With the images excluded, set down every line of the listing below exactly.

* **Given entries**
▽

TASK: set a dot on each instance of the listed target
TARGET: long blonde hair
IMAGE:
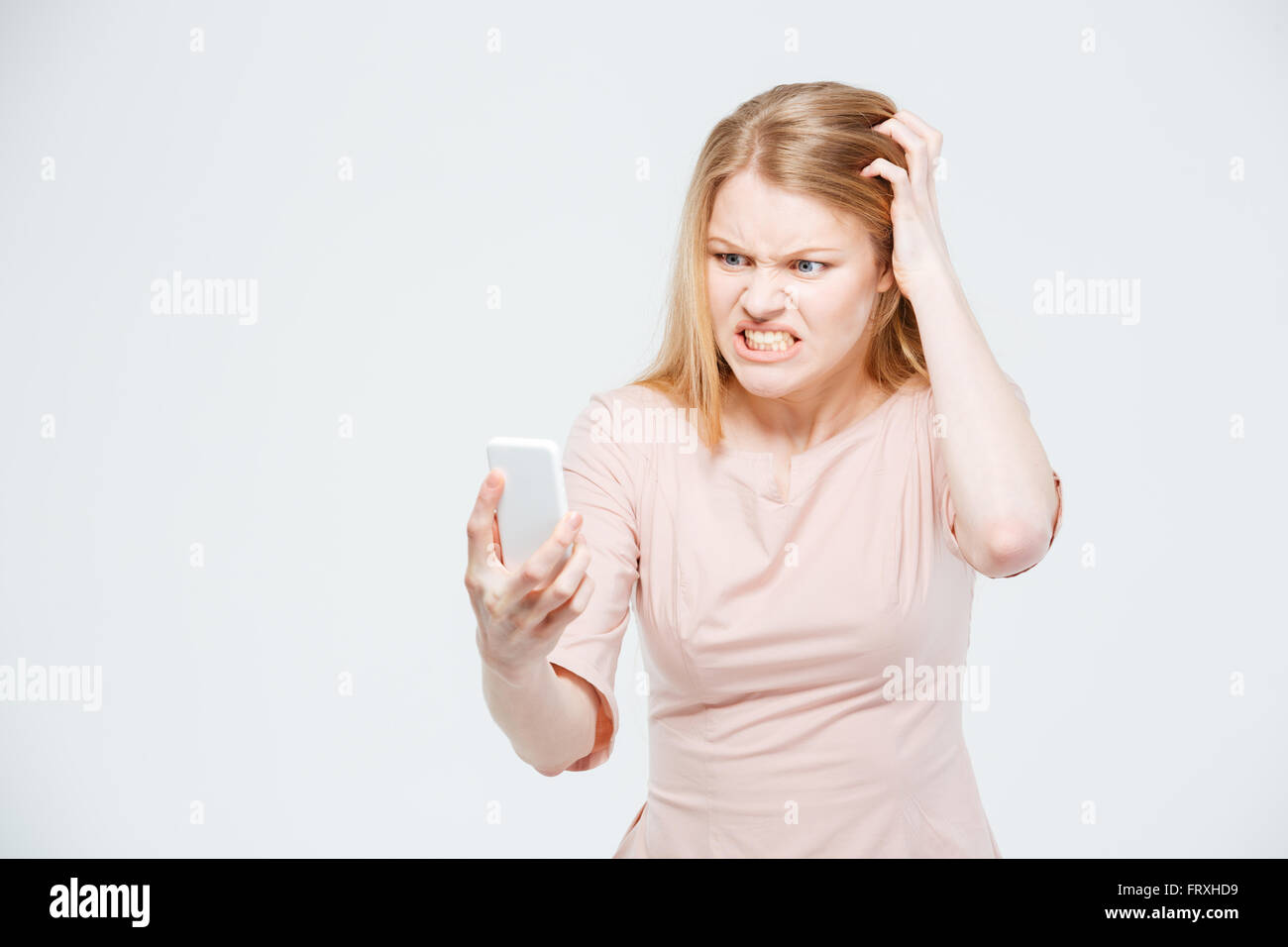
(810, 138)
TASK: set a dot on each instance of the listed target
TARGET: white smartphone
(532, 501)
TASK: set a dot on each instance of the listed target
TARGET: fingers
(915, 150)
(481, 528)
(565, 585)
(892, 171)
(576, 604)
(541, 566)
(932, 138)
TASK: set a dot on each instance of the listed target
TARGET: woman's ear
(887, 279)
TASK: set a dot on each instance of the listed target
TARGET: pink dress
(768, 629)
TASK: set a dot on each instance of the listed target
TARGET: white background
(519, 170)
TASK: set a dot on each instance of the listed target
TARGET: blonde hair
(810, 138)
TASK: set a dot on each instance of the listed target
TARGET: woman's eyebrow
(794, 253)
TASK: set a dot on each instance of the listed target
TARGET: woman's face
(778, 260)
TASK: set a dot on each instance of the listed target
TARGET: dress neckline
(758, 467)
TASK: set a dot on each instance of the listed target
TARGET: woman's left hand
(919, 250)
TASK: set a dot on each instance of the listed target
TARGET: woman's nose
(768, 295)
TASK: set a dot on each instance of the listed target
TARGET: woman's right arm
(549, 714)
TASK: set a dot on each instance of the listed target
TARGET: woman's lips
(751, 355)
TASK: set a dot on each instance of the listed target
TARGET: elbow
(1016, 548)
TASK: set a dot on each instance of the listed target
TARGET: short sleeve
(945, 510)
(600, 476)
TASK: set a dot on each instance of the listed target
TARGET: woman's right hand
(523, 611)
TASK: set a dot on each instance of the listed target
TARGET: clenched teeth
(769, 342)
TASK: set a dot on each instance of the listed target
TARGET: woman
(822, 539)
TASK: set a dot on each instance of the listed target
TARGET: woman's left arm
(999, 474)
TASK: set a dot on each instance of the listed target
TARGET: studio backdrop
(273, 273)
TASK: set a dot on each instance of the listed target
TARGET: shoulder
(632, 394)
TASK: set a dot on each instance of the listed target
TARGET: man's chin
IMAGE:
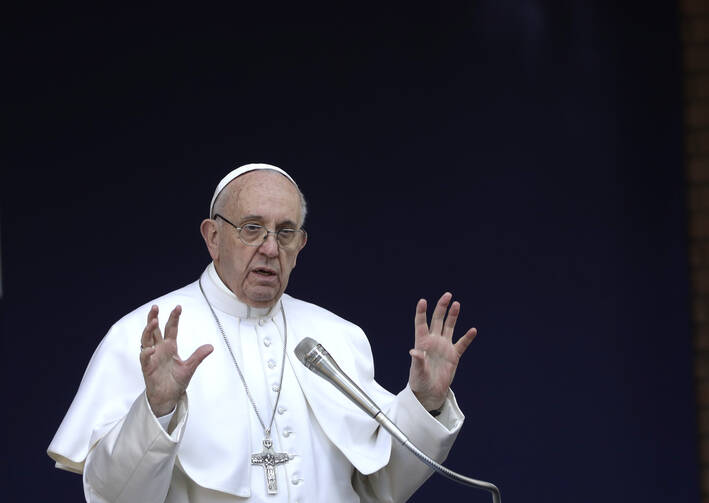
(262, 297)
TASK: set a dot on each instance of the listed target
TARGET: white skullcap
(240, 171)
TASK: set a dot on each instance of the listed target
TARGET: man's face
(257, 275)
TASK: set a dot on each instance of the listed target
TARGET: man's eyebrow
(259, 218)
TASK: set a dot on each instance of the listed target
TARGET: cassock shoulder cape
(212, 450)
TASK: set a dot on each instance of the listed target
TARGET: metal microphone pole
(317, 359)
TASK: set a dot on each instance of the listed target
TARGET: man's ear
(208, 228)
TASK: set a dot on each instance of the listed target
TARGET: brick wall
(695, 40)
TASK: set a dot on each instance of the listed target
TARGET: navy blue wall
(526, 155)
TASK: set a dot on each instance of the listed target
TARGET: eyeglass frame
(275, 233)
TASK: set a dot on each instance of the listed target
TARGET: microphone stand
(317, 359)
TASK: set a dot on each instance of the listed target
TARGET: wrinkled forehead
(240, 172)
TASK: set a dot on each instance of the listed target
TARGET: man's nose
(269, 246)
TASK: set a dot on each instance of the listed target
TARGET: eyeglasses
(255, 235)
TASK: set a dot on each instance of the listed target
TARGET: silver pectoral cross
(269, 459)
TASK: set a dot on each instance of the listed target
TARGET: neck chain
(268, 458)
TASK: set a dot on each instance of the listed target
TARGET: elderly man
(261, 427)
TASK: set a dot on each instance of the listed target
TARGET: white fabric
(240, 171)
(206, 458)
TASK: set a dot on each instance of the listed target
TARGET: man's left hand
(435, 358)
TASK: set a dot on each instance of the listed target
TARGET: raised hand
(435, 358)
(166, 375)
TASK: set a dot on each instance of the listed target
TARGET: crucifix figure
(269, 459)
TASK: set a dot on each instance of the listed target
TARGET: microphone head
(303, 348)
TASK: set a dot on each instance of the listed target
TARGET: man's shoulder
(185, 296)
(314, 313)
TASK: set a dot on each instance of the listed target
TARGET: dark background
(525, 155)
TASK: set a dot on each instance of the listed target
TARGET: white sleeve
(134, 460)
(405, 473)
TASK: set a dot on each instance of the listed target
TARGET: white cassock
(337, 452)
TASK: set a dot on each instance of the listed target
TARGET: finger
(451, 320)
(418, 360)
(172, 322)
(198, 357)
(439, 313)
(465, 341)
(420, 322)
(146, 338)
(145, 355)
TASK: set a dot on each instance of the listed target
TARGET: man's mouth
(264, 271)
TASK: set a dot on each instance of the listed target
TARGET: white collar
(220, 297)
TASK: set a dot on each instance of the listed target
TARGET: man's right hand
(166, 375)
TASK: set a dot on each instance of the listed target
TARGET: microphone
(317, 359)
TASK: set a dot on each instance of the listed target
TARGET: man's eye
(251, 228)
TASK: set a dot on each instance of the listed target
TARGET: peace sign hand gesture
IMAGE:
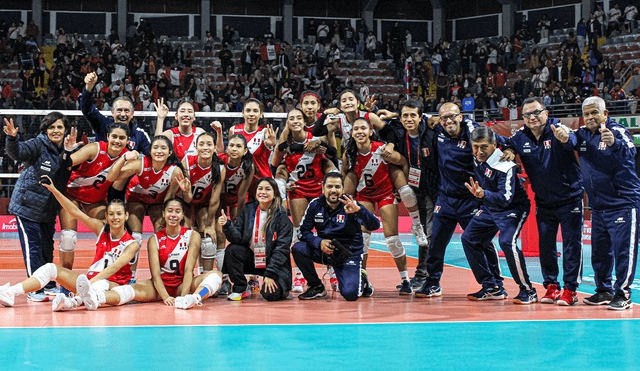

△

* **Result of the task**
TASK: set a dot on each instance of the listed target
TARGET: long blonde hair
IMAGE:
(810, 138)
TASK: set a dot on each instance of the listed target
TARGET: white smartphone
(532, 501)
TASK: set a dot on each instance of the listed target
TARGET: fingers
(915, 150)
(481, 528)
(565, 585)
(892, 171)
(576, 604)
(541, 566)
(932, 138)
TASK: set a dot on each instance of the listed target
TARGET: woman's ear
(887, 279)
TASK: set a dot on each instance of the listed target
TARGET: pink dress
(768, 629)
TASK: set a dot on each instance of the listed target
TARGET: white background
(519, 170)
TASK: set a dot on each instance of the listed target
TARGET: blonde hair
(810, 138)
TASK: set a dot on each instance of the listed target
TARGET: woman's eyebrow
(794, 253)
TASK: set a dot on each instance of the listed target
TARGET: woman's face
(778, 260)
TASK: set a dot on each instance of the listed target
TARGET: dress neckline
(758, 467)
TASK: set a dot on each instance of the listed target
TARGET: woman's left hand
(919, 250)
TASK: set a dot on each instance of the listed target
TARGET: woman's nose
(768, 295)
TASK: set a dot on each instance of the listed target
TARGET: woman's right arm
(549, 714)
TASK: set a dot on each instance of the listed target
TARGET: woman's lips
(751, 355)
TASK: set a dot on each instance of the listed target
TARGET: elbow
(1016, 548)
TASK: set a dot on each instance of the listed target
TARGET: short sleeve
(945, 510)
(600, 476)
TASK: set a dot on each instance of the listed target
TARGET: woman's right hand
(523, 611)
TASK: set a dot on each instance of the listed target
TARGET: clenched teeth
(769, 342)
TASK: set a dot on each instance of the listed target
TARGET: woman
(822, 539)
TASK: set a dot on each instance of the listed target
TARGET: woman's left arm
(999, 474)
TASK: set a dot on each instance of the listed target
TARGET: studio backdrop
(273, 273)
TASK: set a dot on each instance of the listed target
TARGET: shoulder
(632, 394)
TASK: set a dot on each instance of the listed target
TARGET: man's chin
IMAGE:
(262, 297)
TASK: set a dot on each instance of the listed target
TARGET: white skullcap
(240, 171)
TASK: set a dot on each instance of the listed target
TARGET: man's face
(257, 275)
TASK: set a dot on each instance of the listed target
TARGET: man's eyebrow
(259, 218)
TASK: set a dot on each instance of the listed target
TARGET: cassock shoulder cape
(212, 450)
TASK: set a dot on each instance of the listed target
TARGET: metal microphone pole
(317, 359)
TASK: set a dot on each instance of the listed target
TARGET: man's ear
(208, 228)
TASK: set a dot on each instance of the listed target
TARGET: brick wall
(695, 40)
TASK: set a dot on each instance of the listed target
TARGET: navy blue wall
(526, 155)
TASK: set a dot on each instance of the listed target
TARGET: eyeglass frame
(275, 233)
TASK: set a dot on each instance of the listed target
TARGET: microphone stand
(317, 359)
TASK: set a dot on each instance of the listed target
TARGET: wrinkled forehead
(240, 172)
TASK: set a dot on each instance of the listed target
TARGET: man's nose
(269, 246)
TASK: set a dot on each instance of the listed target
TARGET: eyeglasses
(255, 235)
TASK: set a dot on each instance of the listed target
TARGET: silver pectoral cross
(269, 459)
TASK: set a dot on each instance of the listed target
TARGET: neck chain
(268, 458)
TASK: set a dot on each instance of the listed target
TARGET: elderly man
(261, 427)
TASK: set a dot on each instance of the listed target
TARGET: white fabric
(240, 171)
(206, 458)
TASK: set a dot on each instance of the listed target
TARGET: man's left hand
(435, 358)
TASK: set a dot on each instance of the listed target
TARGET: raised hand
(435, 358)
(166, 375)
TASK: set a dot on each instance of the listed target
TARGET: crucifix figure
(269, 459)
TASK: set a dot on each instance of the listed target
TARGET: microphone head
(303, 348)
TASK: set a dot on each instance of the listed target
TARGET: man's shoulder
(185, 296)
(314, 313)
TASK: set a dot on each instance of the listed target
TARGET: dark background
(525, 155)
TASK: set a dot on each instance of the listed target
TARGET: white sleeve
(134, 460)
(405, 473)
TASK: set a dot on each instance of the listed target
TARGET: white cassock
(337, 452)
TASK: set a dot on each instance of the listed target
TARGET: finger
(451, 320)
(418, 360)
(172, 322)
(198, 357)
(439, 313)
(465, 341)
(420, 322)
(146, 338)
(145, 355)
TASK: set a dot on each instance of the listed target
TARGET: man's mouth
(264, 271)
TASK: set a dot on each instance of the listed target
TARGET: white collar
(220, 297)
TASK: set a dot on each instance of the listed target
TARGET: man's right hand
(166, 375)
TASK: set a dot on each instance of the listed target
TARGET: microphone
(317, 359)
TASK: set a dot on each instance of the listed target
TARGET: man's eye
(251, 228)
TASK: set a dot on each instance of the listed target
TARGET: peace sign hand gesture
IMAGE:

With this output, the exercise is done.